* begin *

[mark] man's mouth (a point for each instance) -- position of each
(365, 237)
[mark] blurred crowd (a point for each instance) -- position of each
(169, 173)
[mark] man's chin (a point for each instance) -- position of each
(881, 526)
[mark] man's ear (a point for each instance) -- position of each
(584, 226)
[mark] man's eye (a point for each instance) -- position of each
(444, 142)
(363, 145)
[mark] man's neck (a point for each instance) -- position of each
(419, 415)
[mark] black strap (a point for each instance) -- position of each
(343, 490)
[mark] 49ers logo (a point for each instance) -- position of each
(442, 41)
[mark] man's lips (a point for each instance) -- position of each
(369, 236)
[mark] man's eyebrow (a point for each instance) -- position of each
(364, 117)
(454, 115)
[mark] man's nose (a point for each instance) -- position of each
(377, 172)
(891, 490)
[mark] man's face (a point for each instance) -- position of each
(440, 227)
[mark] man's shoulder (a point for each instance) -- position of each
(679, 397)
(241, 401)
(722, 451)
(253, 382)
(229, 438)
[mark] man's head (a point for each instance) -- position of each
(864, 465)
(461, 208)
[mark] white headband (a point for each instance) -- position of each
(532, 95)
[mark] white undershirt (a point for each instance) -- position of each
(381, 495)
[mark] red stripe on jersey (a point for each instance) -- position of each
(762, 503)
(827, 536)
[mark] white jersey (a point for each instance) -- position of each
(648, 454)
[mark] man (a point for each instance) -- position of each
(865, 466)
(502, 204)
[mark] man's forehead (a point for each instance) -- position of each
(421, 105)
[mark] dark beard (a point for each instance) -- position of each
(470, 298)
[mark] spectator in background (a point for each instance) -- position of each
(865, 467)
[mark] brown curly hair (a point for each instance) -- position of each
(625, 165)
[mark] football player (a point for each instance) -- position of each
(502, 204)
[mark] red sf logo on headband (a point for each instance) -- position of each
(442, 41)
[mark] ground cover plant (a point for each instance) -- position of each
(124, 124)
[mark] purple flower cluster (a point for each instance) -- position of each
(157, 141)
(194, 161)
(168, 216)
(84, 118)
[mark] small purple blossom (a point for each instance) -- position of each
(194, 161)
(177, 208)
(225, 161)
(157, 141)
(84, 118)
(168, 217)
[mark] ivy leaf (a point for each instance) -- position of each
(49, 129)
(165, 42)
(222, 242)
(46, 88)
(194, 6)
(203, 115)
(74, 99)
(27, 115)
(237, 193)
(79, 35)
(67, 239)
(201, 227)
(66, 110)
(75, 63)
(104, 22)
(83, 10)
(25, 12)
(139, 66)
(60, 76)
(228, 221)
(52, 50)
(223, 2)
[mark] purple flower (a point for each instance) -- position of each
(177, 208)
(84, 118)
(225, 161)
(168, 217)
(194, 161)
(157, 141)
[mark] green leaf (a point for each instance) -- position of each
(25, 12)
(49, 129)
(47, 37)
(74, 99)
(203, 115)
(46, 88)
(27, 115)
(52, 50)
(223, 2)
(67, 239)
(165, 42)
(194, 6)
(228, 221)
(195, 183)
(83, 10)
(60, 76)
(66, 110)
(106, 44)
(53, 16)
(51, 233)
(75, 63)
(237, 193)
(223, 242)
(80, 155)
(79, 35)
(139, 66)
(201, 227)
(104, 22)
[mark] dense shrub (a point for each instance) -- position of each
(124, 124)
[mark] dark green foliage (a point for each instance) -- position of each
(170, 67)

* end *

**Job:**
Print all of the entries above again, word for word and in their original order.

**Full answer:**
[mark] man's mouth (a point for each instance) -- position of each
(365, 237)
[mark] blurred crowd (a point for each instance) -- position of each
(169, 173)
[mark] man's chin (a point for each instance) -- position of each
(881, 526)
[mark] man's ear (a point for each instance) -- position of each
(584, 226)
[mark] man's eye (a point for each instance) -- position of each
(444, 142)
(363, 145)
[mark] man's neck (a point for each instance) -- position of each
(419, 415)
[mark] black strap (a point for each instance) -- position of each
(343, 490)
[mark] 49ers logo (a point for each instance) -- position of each
(442, 41)
[mark] man's lips (a point for each instance) -- position of each
(369, 236)
[mark] man's eyebrow (a point for each instance) -- position of each
(364, 117)
(454, 115)
[mark] man's nose (a point for each instance) -- position of each
(377, 172)
(891, 490)
[mark] man's face (a point for each instance) -- position of each
(440, 227)
[mark] man's shoulder (a point for each instance) -- position of each
(679, 397)
(241, 401)
(722, 451)
(253, 382)
(229, 438)
[mark] man's head (a point for each instance) -- position of each
(864, 465)
(461, 208)
[mark] white headband (a point for each instance) -- position of each
(532, 95)
[mark] white undershirt (a point for each instance) -- position of each
(381, 495)
[mark] red stripe on jersey (a point for each instance) -- position of each
(762, 503)
(827, 536)
[mark] white jersey (a point for each instance) -- position of each
(648, 454)
[mark] man (a point for each instance) -- position of each
(865, 466)
(502, 204)
[mark] man's forehead (a point for each instance) -- position of each
(421, 105)
[mark] dark beard (a point for each instance) -- position of each
(470, 298)
[mark] spectator in background (a point for each instance) -- position of each
(865, 467)
[mark] brown curly hair (a point for each instance) -- position of each
(625, 165)
[mark] football player (a point for each instance) -- position of each
(502, 204)
[mark] red sf logo on headband (a point for each instance) -- position of each
(442, 41)
[mark] ground cover plant (a point for each instance) -- position of each
(124, 124)
[mark] purple flower cluster (a point for each instance) -- position of each
(157, 141)
(194, 161)
(168, 216)
(84, 118)
[mark] small purple blossom (a point for each instance) -- position of each
(194, 161)
(177, 208)
(225, 161)
(157, 141)
(84, 118)
(168, 217)
[mark] ivy leaf (a point for each instance) -- position of each
(49, 129)
(165, 42)
(222, 242)
(46, 88)
(194, 6)
(203, 115)
(74, 99)
(27, 115)
(237, 193)
(79, 35)
(67, 239)
(201, 227)
(66, 110)
(75, 63)
(104, 22)
(83, 10)
(25, 12)
(139, 66)
(60, 76)
(228, 221)
(52, 50)
(223, 2)
[mark] purple flower (a point for each instance) -- position of each
(177, 208)
(84, 118)
(225, 161)
(168, 217)
(194, 161)
(157, 141)
[mark] green leaf (a point for each instance) -- position of each
(25, 12)
(49, 129)
(47, 37)
(74, 99)
(203, 115)
(46, 88)
(27, 115)
(52, 50)
(223, 2)
(67, 239)
(165, 42)
(194, 6)
(228, 221)
(195, 183)
(83, 10)
(60, 76)
(66, 110)
(106, 44)
(53, 16)
(51, 233)
(75, 63)
(237, 193)
(223, 242)
(80, 155)
(79, 35)
(139, 66)
(201, 227)
(104, 22)
[mark] dense shrub (a point for each instance) -- position of each
(124, 124)
[mark] dark green foliage (a point for each instance) -- position of each
(170, 67)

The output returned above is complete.